GIVEN TASK => Extract, verbatim, all lines starting at the one containing "Where can the grass" and ending with the final line of the listing, and no others.

EXTRACTED INFORMATION =>
= = = =

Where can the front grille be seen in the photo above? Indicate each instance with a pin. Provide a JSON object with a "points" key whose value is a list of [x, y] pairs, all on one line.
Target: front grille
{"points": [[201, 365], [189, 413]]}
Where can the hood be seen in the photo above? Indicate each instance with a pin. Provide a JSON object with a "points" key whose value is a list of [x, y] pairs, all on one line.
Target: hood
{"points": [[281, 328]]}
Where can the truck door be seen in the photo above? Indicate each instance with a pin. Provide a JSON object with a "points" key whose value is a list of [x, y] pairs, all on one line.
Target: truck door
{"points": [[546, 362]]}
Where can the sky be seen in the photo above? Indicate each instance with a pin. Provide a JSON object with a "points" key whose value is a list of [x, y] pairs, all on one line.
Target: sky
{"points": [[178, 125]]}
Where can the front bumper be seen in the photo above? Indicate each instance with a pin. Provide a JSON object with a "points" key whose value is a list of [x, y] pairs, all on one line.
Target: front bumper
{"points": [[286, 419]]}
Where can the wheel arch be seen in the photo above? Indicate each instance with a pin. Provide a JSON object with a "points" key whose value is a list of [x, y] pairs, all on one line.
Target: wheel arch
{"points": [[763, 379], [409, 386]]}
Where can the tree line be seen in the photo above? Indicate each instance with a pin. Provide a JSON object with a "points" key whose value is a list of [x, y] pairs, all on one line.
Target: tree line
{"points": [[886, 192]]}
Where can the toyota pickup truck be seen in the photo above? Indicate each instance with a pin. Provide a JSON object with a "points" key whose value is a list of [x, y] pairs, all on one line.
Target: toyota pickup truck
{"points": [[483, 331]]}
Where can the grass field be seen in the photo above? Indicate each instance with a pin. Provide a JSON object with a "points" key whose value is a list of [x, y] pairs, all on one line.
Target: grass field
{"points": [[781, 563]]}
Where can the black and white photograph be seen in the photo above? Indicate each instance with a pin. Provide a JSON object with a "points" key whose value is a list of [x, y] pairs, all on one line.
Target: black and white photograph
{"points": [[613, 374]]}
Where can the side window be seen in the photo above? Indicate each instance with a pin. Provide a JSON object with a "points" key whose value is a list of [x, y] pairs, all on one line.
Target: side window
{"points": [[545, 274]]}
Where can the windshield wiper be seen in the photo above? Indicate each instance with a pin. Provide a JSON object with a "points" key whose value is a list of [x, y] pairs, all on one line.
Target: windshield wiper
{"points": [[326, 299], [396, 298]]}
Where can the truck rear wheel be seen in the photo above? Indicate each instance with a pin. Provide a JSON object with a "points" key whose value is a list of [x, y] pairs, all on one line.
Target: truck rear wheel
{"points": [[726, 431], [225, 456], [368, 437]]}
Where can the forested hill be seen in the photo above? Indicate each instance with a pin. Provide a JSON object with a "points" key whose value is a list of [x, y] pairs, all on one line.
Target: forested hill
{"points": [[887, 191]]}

= = = =

OUTPUT FOR THIS TASK =>
Where can the grass field be seen in the photo above? Indicate each instance with a pin. Provide a JSON object with a "points" key whose value is a list of [x, y] pairs, all on one line.
Target: grass field
{"points": [[781, 563]]}
Where can the black and white photograph be seen in the photo above? Indicate each instance with a pin. Provide a JSON object with a "points" key whose value is a list of [x, y] pairs, all on one line.
Target: black and white photograph
{"points": [[613, 374]]}
Where can the side window be seen in the photo above? Indicate each instance with a pin. Provide a JSON object with a "points" key whose value is a list of [x, y] pairs, all on one line.
Target: side window
{"points": [[545, 274]]}
Where can the windshield wiper be seen in the photo above? Indicate each instance with a pin. Provide a JSON object with a "points" key whose value is a list of [x, y] pairs, all on one line.
Target: windshield wiper
{"points": [[326, 299], [396, 298]]}
Where can the truck rear wheel be seen in the photo above? Indicate each instance with a pin. Provide a JSON object with a "points" key whose value is a list of [x, y] pairs, all on one line.
Target: truck rear wheel
{"points": [[726, 431], [225, 456], [368, 437]]}
Where can the forested hill be seen in the photo above? Indicate each instance with a pin. Provide a JSON object with a "points" key whose value is a list of [x, y] pairs, all on one line.
Target: forested hill
{"points": [[887, 191]]}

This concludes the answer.